▸ GIVEN PROBLEM
Reproduce the data exactly.

▸ DATA LINES

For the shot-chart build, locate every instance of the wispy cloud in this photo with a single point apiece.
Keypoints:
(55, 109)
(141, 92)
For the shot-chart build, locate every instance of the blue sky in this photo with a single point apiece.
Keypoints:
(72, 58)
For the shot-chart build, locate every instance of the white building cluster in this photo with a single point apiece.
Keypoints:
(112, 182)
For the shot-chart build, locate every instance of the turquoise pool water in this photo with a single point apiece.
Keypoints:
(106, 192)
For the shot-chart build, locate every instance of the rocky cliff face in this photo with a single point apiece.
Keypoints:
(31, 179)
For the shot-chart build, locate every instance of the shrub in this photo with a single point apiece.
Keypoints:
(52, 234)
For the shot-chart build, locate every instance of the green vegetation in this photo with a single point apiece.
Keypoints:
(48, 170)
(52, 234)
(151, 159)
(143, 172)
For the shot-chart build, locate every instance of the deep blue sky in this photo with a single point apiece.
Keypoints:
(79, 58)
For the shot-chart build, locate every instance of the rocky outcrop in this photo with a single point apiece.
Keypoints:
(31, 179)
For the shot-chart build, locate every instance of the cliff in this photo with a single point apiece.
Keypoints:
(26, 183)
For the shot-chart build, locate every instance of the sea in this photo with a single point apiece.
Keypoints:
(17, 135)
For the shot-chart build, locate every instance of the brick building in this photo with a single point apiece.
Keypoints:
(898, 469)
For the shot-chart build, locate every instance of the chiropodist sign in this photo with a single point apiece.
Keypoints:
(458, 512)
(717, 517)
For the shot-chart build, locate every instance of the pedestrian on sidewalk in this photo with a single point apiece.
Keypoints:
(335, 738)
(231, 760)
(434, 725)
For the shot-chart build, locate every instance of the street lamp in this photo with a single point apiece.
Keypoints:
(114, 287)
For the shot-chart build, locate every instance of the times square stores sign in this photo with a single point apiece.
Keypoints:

▸ EXPECTED ANSWER
For the shot-chart build, locate every instance of the wispy cloud in this photo with a single point apiece.
Keypoints:
(55, 109)
(141, 92)
For the shot-chart build, locate every instance of the blue sky in this photo with a single point apiece.
Keypoints:
(72, 58)
For the shot-chart build, locate every instance of the white building cluster in this photo with a single point apiece.
Keypoints:
(112, 182)
For the shot-chart build, locate every instance of the turquoise pool water in this photo with a single point apiece.
Keypoints:
(106, 192)
For the shot-chart build, locate every instance of the rocky cliff face in this photo with a single point apiece.
Keypoints:
(31, 179)
For the shot-chart build, locate every instance of the shrub in this photo with a single point apiece.
Keypoints:
(52, 234)
For the shot-chart build, locate every instance of the green vegetation in this photo with a single point apiece.
Keypoints:
(48, 170)
(52, 234)
(151, 159)
(143, 172)
For the shot-chart build, locate every instance of the deep blue sky in this photo with a single point apiece.
Keypoints:
(79, 58)
For the shot-chart build, locate every instance of the rocky outcrop in this photo with a single point apiece.
Keypoints:
(31, 179)
For the shot-chart build, locate every instance of the cliff in this photo with a single point apiece.
Keypoints:
(26, 183)
For the shot-chart build, locate every instance of the sea in this photo with a single point apiece.
Keypoints:
(17, 135)
For the shot-chart build, locate every instance of the brick building in this photo with a single point apiece.
Keypoints:
(898, 469)
For the shot-chart build, locate every instance of the chiropodist sign in this photo with a single point apiece.
Keypoints:
(458, 512)
(717, 517)
For the shot-chart build, locate every instance of the pedestrian on sidewalk in this photo with a single point apiece.
Keypoints:
(335, 738)
(231, 760)
(434, 725)
For the shot-chart build, locate every instance of the street lamp in this photo with a single point apiece.
Keypoints:
(114, 287)
For the shot-chart build, locate every instance of the times square stores sign in this photo with a single point apiece.
Keypoints:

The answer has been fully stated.